> [Data shown]
============================================================
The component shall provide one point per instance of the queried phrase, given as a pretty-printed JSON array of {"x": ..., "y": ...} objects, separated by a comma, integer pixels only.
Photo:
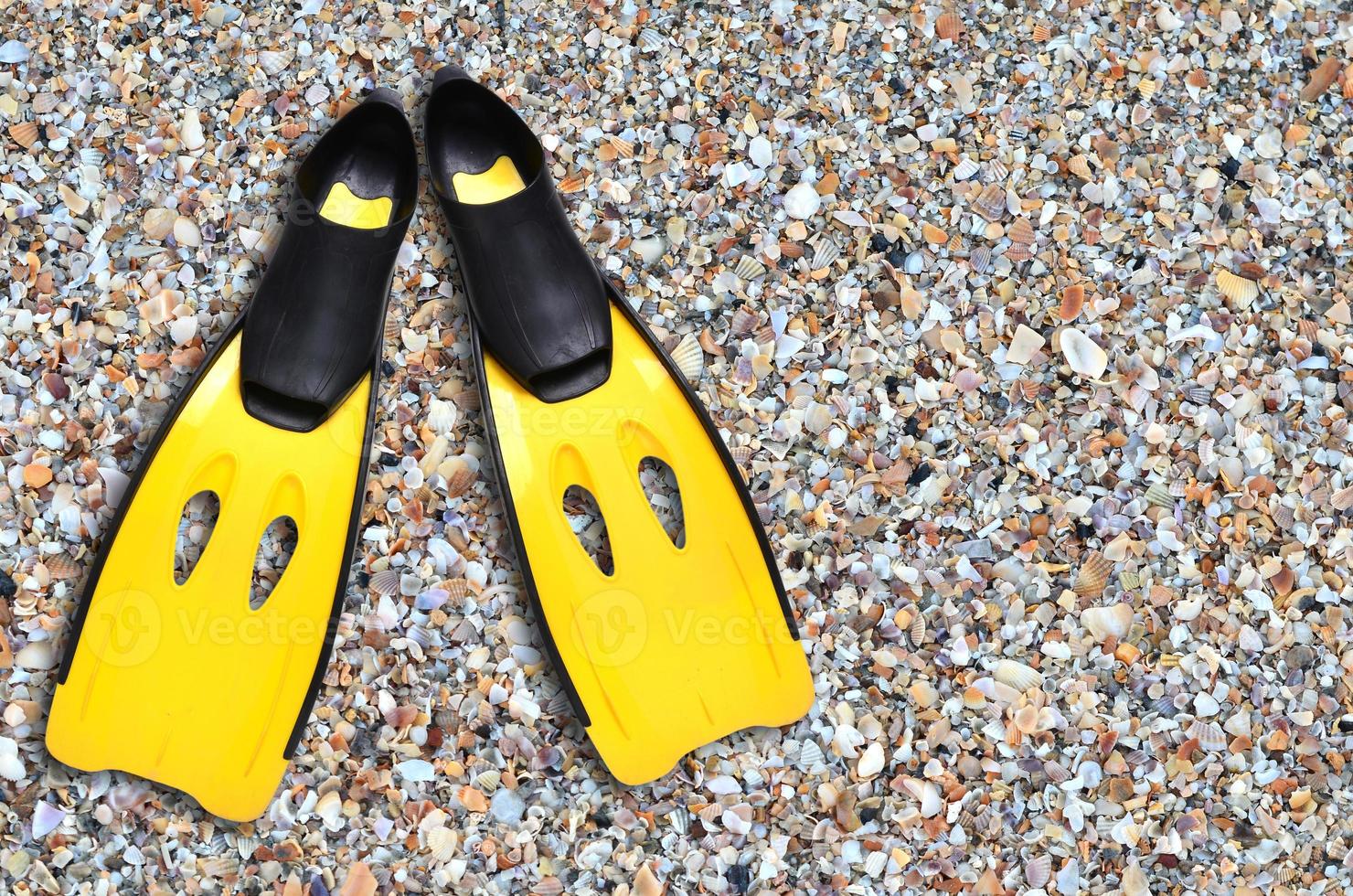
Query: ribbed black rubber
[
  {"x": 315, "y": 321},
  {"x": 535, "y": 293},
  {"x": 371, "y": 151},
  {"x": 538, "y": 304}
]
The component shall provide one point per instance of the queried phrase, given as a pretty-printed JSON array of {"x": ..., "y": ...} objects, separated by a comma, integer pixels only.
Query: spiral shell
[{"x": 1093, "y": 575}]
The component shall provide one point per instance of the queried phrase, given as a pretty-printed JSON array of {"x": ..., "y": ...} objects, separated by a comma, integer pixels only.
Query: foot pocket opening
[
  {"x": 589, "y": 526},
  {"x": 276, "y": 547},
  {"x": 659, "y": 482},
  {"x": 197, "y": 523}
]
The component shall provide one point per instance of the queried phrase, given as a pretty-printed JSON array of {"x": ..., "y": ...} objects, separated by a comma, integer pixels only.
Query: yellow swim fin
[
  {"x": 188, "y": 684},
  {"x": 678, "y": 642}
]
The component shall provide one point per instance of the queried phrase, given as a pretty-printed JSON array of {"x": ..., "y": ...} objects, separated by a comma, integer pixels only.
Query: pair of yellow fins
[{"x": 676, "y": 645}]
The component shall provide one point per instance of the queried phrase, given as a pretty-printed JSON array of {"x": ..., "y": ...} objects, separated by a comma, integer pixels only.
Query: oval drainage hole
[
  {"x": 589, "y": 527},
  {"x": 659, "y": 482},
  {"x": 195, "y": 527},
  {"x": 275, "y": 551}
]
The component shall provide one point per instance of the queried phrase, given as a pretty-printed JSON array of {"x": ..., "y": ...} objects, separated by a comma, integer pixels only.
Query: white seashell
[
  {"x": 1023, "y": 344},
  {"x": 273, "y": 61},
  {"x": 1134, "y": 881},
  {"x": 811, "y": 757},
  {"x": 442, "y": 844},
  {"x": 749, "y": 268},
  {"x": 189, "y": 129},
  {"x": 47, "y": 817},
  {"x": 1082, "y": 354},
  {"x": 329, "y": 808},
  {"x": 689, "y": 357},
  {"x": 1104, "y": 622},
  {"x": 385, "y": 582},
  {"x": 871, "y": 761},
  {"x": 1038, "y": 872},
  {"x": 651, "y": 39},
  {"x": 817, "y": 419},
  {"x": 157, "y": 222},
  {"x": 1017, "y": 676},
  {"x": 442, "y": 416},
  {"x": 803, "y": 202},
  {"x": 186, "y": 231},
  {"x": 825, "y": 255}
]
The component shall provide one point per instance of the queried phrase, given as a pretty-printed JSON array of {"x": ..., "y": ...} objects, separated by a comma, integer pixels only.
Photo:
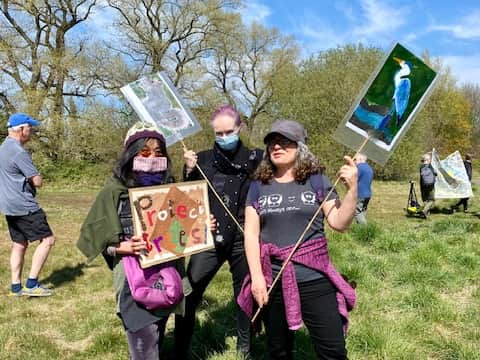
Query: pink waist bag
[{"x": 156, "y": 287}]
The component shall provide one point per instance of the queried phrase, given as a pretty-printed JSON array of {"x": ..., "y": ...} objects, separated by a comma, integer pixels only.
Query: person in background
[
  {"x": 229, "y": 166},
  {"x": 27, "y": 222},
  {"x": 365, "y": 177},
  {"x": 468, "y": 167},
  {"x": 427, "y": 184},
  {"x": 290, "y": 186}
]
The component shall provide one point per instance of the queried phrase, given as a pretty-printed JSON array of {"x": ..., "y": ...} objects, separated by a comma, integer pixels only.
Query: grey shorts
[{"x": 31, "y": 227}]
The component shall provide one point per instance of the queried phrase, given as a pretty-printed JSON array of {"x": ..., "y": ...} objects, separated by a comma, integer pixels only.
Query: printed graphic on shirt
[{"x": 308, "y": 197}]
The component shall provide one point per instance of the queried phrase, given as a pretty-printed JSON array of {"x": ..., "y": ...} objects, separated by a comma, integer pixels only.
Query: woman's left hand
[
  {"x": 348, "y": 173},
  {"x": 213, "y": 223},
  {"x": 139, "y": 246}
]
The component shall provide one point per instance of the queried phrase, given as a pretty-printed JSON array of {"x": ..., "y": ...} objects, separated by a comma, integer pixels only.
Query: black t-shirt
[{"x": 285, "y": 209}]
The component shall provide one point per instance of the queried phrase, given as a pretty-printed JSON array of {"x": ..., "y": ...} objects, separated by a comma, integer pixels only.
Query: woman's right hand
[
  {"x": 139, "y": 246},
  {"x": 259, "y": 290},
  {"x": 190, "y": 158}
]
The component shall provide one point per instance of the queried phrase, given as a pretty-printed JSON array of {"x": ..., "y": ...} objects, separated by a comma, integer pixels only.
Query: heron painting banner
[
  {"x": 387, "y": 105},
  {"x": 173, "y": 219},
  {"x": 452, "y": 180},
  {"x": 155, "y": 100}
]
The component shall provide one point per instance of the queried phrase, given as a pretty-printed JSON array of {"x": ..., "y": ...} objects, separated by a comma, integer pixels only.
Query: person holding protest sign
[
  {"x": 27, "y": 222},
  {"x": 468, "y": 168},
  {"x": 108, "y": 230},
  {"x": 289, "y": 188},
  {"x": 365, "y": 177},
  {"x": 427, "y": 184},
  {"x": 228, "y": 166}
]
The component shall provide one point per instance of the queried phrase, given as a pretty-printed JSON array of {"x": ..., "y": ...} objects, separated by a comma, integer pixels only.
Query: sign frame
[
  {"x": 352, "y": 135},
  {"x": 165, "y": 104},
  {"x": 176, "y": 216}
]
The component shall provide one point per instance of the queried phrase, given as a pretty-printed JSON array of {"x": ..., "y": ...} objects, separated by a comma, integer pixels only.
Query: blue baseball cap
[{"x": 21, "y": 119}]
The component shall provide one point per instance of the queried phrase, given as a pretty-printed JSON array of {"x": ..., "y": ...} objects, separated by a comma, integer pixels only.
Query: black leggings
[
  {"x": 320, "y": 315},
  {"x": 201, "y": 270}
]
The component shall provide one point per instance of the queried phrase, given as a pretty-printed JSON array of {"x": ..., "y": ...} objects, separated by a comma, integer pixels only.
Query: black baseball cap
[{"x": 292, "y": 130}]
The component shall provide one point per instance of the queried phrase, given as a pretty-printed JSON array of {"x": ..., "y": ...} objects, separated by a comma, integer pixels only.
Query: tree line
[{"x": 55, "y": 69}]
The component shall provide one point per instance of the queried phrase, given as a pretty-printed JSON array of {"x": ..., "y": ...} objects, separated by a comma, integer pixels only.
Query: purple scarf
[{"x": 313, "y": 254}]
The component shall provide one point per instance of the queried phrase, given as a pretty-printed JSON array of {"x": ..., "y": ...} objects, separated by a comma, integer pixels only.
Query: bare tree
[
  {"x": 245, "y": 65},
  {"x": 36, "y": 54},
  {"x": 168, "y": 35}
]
============================================================
> [Directive] Print the records above exactly as they stand, but leave out the pictures.

> [Answer to this problem]
The component shall provide one point per instance of the queried phrase, given as a pretty-printed JSON array of {"x": ..., "y": ...} objects, separated by a comma, integer pixels only.
Photo:
Query: ribbed black rubber
[
  {"x": 315, "y": 321},
  {"x": 535, "y": 293},
  {"x": 371, "y": 151},
  {"x": 538, "y": 304}
]
The component shall provide one point per instance of the queried phrase, given as a pretty-printed JSON array of {"x": ..., "y": ...} objects, separated by a comma, integer pixels only.
Query: spiral shell
[{"x": 1093, "y": 575}]
The component shall provide one point per instance of the queried phrase, given as a pretty-printed JSON array of {"x": ..., "y": ...} objects, separated by a comma, integer pixels only.
Query: foot pocket opening
[
  {"x": 589, "y": 526},
  {"x": 276, "y": 547},
  {"x": 659, "y": 482},
  {"x": 197, "y": 523}
]
The component shall provide one point per instance of the queried phrase, given as a pretty-printed JSON array of {"x": ..., "y": ...} objects, separated by a comma, integer pixels only.
Query: yellow swim fin
[
  {"x": 188, "y": 684},
  {"x": 678, "y": 642}
]
The component shall provide one point per instance of the queried phrase, given as a pretty-printed JSON array of {"x": ..., "y": ...} objects, separated by a comma, integer pixels only.
Query: pair of yellow fins
[{"x": 676, "y": 645}]
The component shall provide one point per instance of the queried phrase, given as a pretty-printed JSON array of {"x": ..., "y": ...} objects, separated by a comma, integer pixels only.
Query: oval drainage hole
[
  {"x": 589, "y": 527},
  {"x": 659, "y": 482},
  {"x": 195, "y": 527},
  {"x": 275, "y": 551}
]
The component shall provide one point per instance of the queried phrase, given as a pretty-printed JSON array of {"x": ..., "y": ...} objects, separated by a comma, integer pixels only.
Query: white seashell
[
  {"x": 1023, "y": 344},
  {"x": 273, "y": 61},
  {"x": 1134, "y": 881},
  {"x": 811, "y": 757},
  {"x": 442, "y": 844},
  {"x": 749, "y": 268},
  {"x": 189, "y": 129},
  {"x": 47, "y": 817},
  {"x": 1082, "y": 354},
  {"x": 329, "y": 808},
  {"x": 689, "y": 357},
  {"x": 1104, "y": 622},
  {"x": 385, "y": 582},
  {"x": 871, "y": 761},
  {"x": 1038, "y": 872},
  {"x": 651, "y": 39},
  {"x": 817, "y": 419},
  {"x": 157, "y": 222},
  {"x": 1017, "y": 676},
  {"x": 442, "y": 416},
  {"x": 803, "y": 202},
  {"x": 186, "y": 231},
  {"x": 825, "y": 255}
]
The component shall provide one point per instance of the queried phrase, given as a pretty-printed JSON array of {"x": ..., "y": ...} objects, separated by a comma, integer pixels only.
Photo:
Query: pink waist bag
[{"x": 156, "y": 287}]
The component shall provide one point per instance of the queried phrase, given as a pretty-printed JSON array of {"x": ..., "y": ...} objects, separated by a comma, integer pixels only.
Query: person in background
[
  {"x": 229, "y": 166},
  {"x": 27, "y": 222},
  {"x": 365, "y": 177},
  {"x": 468, "y": 167},
  {"x": 427, "y": 184},
  {"x": 290, "y": 186}
]
The component shall provide one point per instance of the queried phrase, given as a pretty-printed JSON array of {"x": ..., "y": ...} objects, separated by a comma, integer pixels only.
Query: grey shorts
[{"x": 31, "y": 227}]
The component shall provide one point per instance of the queried phrase, given as a pretty-printed JSON array of {"x": ..., "y": ...} objects, separated by a comma, integer pixels only.
Query: printed graphic on shirt
[{"x": 308, "y": 197}]
The component shall provide one point per instance of the queried phrase, given as a pretty-printed JSON array of {"x": ..., "y": ...} objects, separated by a comma, integer pixels only.
Query: woman's left hand
[
  {"x": 348, "y": 173},
  {"x": 213, "y": 223},
  {"x": 139, "y": 246}
]
The component shall provide one point per instance of the queried phrase, given as a pretty-printed JSON array of {"x": ..., "y": ...} objects, separated by a comma, integer pixels only.
Query: black t-shirt
[{"x": 285, "y": 209}]
The component shall provide one point per instance of the queried phrase, given as a pretty-printed JSON array of {"x": ..., "y": ...} objects, separated by a comma, integer pixels only.
Query: woman's right hand
[
  {"x": 139, "y": 246},
  {"x": 259, "y": 290},
  {"x": 190, "y": 158}
]
The component shall provide one point per instance of the queried phrase, given as a pretty-printed JSON array of {"x": ..., "y": ...} objects, separated by a comma, integer pixels only.
Query: heron painting banner
[
  {"x": 387, "y": 105},
  {"x": 173, "y": 219},
  {"x": 452, "y": 180},
  {"x": 155, "y": 100}
]
The component shall provide one point per instance of the queried phrase, given as a pretty-printed JSON array of {"x": ..., "y": ...} objects, separated by a comma, integer pixels only.
Query: person holding protest sign
[
  {"x": 27, "y": 222},
  {"x": 468, "y": 168},
  {"x": 108, "y": 230},
  {"x": 289, "y": 188},
  {"x": 365, "y": 177},
  {"x": 427, "y": 184},
  {"x": 228, "y": 166}
]
The component shall provide one point per instance of the queried phrase, given as a pretty-printed JSON array of {"x": ..., "y": ...} objects, separated by a comma, integer pixels only.
Query: sign frame
[
  {"x": 352, "y": 135},
  {"x": 165, "y": 104},
  {"x": 176, "y": 216}
]
The component shall provide one point per instance of the queried phrase, given as a pretty-printed JSON array of {"x": ..., "y": ...} objects, separated by a comma, integer pixels only.
Query: blue baseball cap
[{"x": 21, "y": 119}]
The component shall provide one point per instance of the queried phrase, given as a pretty-printed JSON array of {"x": ..., "y": ...} objects, separated by a comma, integer pixels only.
Query: black leggings
[
  {"x": 320, "y": 315},
  {"x": 201, "y": 270}
]
The component shall provide one point per instance of the queried phrase, given as a pretty-printed JSON array of {"x": ..., "y": ...} objects, separated by a comma, integer pixels only.
Query: black baseball cap
[{"x": 292, "y": 130}]
The component shall provide one point per instance of the queried phrase, given as a pretty-printed JSON array of {"x": ..., "y": ...} objects, separated by a comma, integer pixels only.
Query: tree line
[{"x": 55, "y": 69}]
The component shall provide one point per instance of the queried phrase, given as a pretty-printed JSON array of {"x": ..., "y": ...} objects, separated by a comma, integer pixels only.
Query: purple scarf
[{"x": 313, "y": 254}]
The component shall provide one point per instance of the queried phrase, given as a pretty-printed JSON array of {"x": ..., "y": ...} objects, separated by a comma, integer pixels only.
Query: bare tree
[
  {"x": 245, "y": 65},
  {"x": 36, "y": 54},
  {"x": 168, "y": 35}
]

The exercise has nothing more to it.